··· Tekstfragment ···
03 De Sabbat toevertrouwd aan de Israelieten
Doel van dit hoofdstuk - Totale afval van het mensdom in de wereld voor de zondvloed - Vernietiging van het mensdom - Noach en zijn gezin gespaard - Tweede afval van het mensdom in de tijd van de patriarchen - De afvallige volken aan zichzelf overgelaten - Het geslacht van Abraham verkoren - Afgezonderd van de rest van het mensdom - Hun geschiedenis - Hun verhouding tot God - De Sabbat bestond bij het verlaten van Egypte - Analyse van Ex.16 - De Sabbat toevertrouwd aan de Israëlieten.
Wij gaan nu de geschiedenis van de goddelijke waarheid gedurende vele eeuwen na en dit vrijwel uitsluitend met betrekking tot het geslacht van Abraham. Laten wij de Bijbel nauwkeurig nagaan op zoek naar de redenen die God ertoe hebben aangezet Abrahams familie uit te kiezen als bewaarders van de goddelijke waarheden, zodat wij de waarheid kunnen bevrijden van de smaad, dat zij alleen betrekking heeft op de Israëlieten - een smaad die vaak tegen de Sabbat is ingebracht - en Gods handelwijze met de mensheid kunnen rechtvaardigen, dat Hij de afvallige volken aan zichzelf heeft overgelaten.
De wereld voor de zondvloed was rijk door God begunstigd. De levensduur van elke generatie was twaalf maal langer dan die van de huidige generatie. Bijna duizend jaar lang was Adam, die in het paradijs met God had gesproken, bij hen geweest. Voor de dood van Adam begon Henoch zijn driehonderdjarig godvruchtig leven, waarna hij werd opgenomen, zonder de dood te zien.
Dit getuigenis aangaande de godsvrucht van Henoch was voor de mensen in die tijd een krachtig getuigenis ten gunste van waarheid en recht. Bovendien werkte Gods Geest aan het mensdom, maar de verdorvenheid van de mensen triomfeerde over alle genadige beteugelingen door de Heilige Geest.
“God zag dat de boosheid des mensen groot was op de aarde en al wat de overleggingen van zijn hart voortbrachten te allen tijde slechts boos was.” Zelfs de zonen Gods namen deel aan de algemene afval van God. Tenslotte bleef nog slechts één enkele familie over van allen, die de Allerhoogste hadden aanbeden. (1)
Toen kwam de zondvloed, die de wereld met zijn zondige inwoners wegvaagde van de aardbodem. (2) Een dergelijk verschrikkelijk vertoon van goddelijke gerechtigheid zou men beslist voldoende hebben geacht om eeuwenlang goddeloosheid tegen te houden. Tenminste de familie van Noach zou niet spoedig deze ontzagwekkende les kunnen vergeten. Maar helaas! Al spoedig volgden opstand en afval, en de mensen wendden zich af van God om afgoden te dienen. In strijd met het goddelijk bevel dat de mens elk zijns weegs zou gaan en verschillende naties zou vormen, (3) verenigde het mensdom zich, tot een grote opstandige daad in de vlakte van Sinear.
··· Aangeleverde gegevens ···
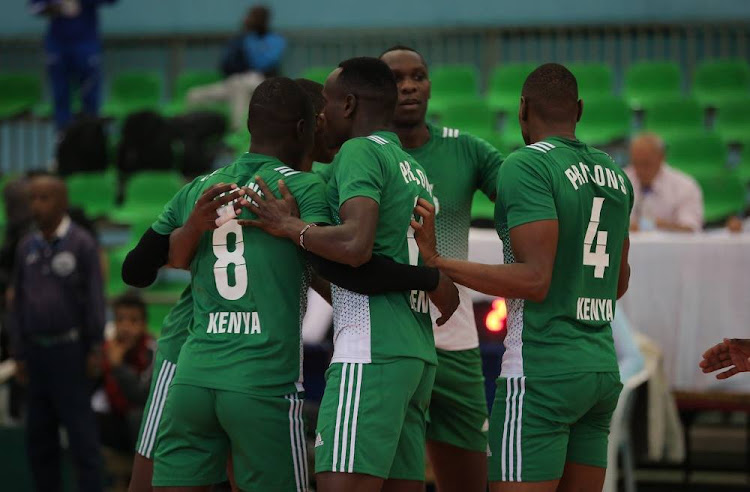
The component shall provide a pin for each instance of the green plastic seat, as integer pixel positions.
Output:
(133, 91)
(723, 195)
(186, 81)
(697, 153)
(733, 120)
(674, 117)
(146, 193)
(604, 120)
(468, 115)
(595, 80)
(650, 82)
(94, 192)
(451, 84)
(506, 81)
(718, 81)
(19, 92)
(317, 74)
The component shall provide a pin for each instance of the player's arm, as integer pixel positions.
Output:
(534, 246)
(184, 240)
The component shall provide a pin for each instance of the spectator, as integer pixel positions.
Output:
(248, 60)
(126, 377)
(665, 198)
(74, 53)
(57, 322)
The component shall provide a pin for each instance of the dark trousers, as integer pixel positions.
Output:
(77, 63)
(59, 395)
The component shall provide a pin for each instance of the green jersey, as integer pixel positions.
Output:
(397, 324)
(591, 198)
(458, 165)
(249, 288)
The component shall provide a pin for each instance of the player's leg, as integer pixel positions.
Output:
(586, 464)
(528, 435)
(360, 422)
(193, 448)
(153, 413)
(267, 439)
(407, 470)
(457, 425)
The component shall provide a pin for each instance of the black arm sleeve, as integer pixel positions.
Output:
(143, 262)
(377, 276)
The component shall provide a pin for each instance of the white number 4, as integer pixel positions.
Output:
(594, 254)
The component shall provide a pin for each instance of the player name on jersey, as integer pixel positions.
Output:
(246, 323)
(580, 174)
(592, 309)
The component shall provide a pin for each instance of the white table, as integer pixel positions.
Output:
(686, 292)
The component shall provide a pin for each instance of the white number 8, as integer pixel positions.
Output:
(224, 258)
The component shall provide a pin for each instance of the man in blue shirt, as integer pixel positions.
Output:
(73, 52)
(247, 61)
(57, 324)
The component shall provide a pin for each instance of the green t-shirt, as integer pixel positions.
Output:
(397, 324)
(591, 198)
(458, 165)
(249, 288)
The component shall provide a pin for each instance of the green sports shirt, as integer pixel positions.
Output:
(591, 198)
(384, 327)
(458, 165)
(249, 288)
···
• [Uit te voeren]
A – Schrijf uit het hoofdstuk over de Sabbat alles over van "03 De Sabbat" tot en met "aan de Israëlieten.".
B – Zet de alinea uit het hoofdstuk over de Sabbat die begint met "De wereld voor de zondvloed was rijk" om in een lijst met de belangrijkste feiten.
C – Schrijf het hoofdstuk over de Sabbat verder vanaf de plek waar het ophoudt.

• [Gegeven antwoorden]
A –
03 De Sabbat toevertrouwd aan de Israelieten
Doel van dit hoofdstuk - Totale afval van het mensdom in de wereld voor de zondvloed - Vernietiging van het mensdom - Noach en zijn gezin gespaard - Tweede afval van het mensdom in de tijd van de patriarchen - De afvallige volken aan zichzelf overgelaten - Het geslacht van Abraham verkoren - Afgezonderd van de rest van het mensdom - Hun geschiedenis - Hun verhouding tot God - De Sabbat bestond bij het verlaten van Egypte - Analyse van Ex.16 - De Sabbat toevertrouwd aan de Israëlieten.

B –
- God begunstigde de wereld voor de zondvloed rijk.
- Elke generatie leefde twaalf keer zo lang als de huidige.
- Adam, die in het paradijs met God had gesproken, was bijna duizend jaar bij hen.
- Voor Adams dood begon Henoch zijn driehonderdjarig godvruchtig leven.
- Daarna werd Henoch opgenomen zonder de dood te zien.

C –
“Ook zeiden zij: Welaan, laten wij ons een stad bouwen met een toren, waarvan de top tot de hemel reikt, en laten wij ons een naam maken, opdat wij niet over de gehele aarde verstrooid worden.” God verwarde hen toen in hun goddeloosheid, en verstrooide hen vandaar over de gehele aarde. (4)
De mensen voelden er niets voor om God te betrekken in hun kennis; daarom gaf God hen over aan een goddeloze geest en liet toe dat zij de waarheid van God veranderden in een leugen, om het schepsel te aanbidden en te dienen boven de Schepper. Dit was de oorsprong van afgoderij en het daaruit voortvloeiende heidendom. (5)
Temidden van deze algemeen verbreide afval werd een man gevonden wiens hart trouw was gebleven aan God. Abraham werd gekozen uit een afgodisch geslacht, als bewaarder van goddelijke waarheden, als vader der gelovigen, erfgenaam van de wereld en vriend van God. (6) Toen degenen die God aanbaden alleen nog maar te vinden waren in de familie van Noach, liet God de rest van het mensdom omkomen door de zondvloed. Nu waren ze weer bijna teruggebracht tot één enkele familie; God liet de afgodische volken over aan hun eigen wegen en nam de familie van Abraham aan als zijn bijzonder erfdeel.
“Want Ik heb hem gekend,” zegt God, “opdat hij gebieden zou dat zijn zonen en zijn huis na hem de weg des Heren zouden bewaren door gerechtigheid en recht te doen.” (7) Zij zouden een volk zijn, afgezonderd van de hele mensheid, om te wonen in een eigen land, opdat zij op aarde de kennis van de goddelijke waarheid en de herinnering en de aanbidding van de Allerhoogste konden bewaren. Om dus afgescheiden te zijn van de heidenen rondom hen, gaf God aan Abraham de besnijdenis, en later, aan zijn nageslacht, de hele ceremoniële wet. (8)
Maar zij konden het land, dat voor hen bestemd was, niet in bezit nemen voordat de ongerechtigheid der Amonieten, die daar woonden, volkomen was, en zij die voor hun aangezicht zouden kunnen verdrijven. De verschrikking van de diepe duisternis, en de rokende oven, die Abraham in een visioen zag, voorzegden de ijzeren oven en de harde dienst in Egypte. Daarheen moest het geslacht van Abraham trekken. Een korte voorspoed en een langdurige en vreselijke verdrukking zouden volgen. (9)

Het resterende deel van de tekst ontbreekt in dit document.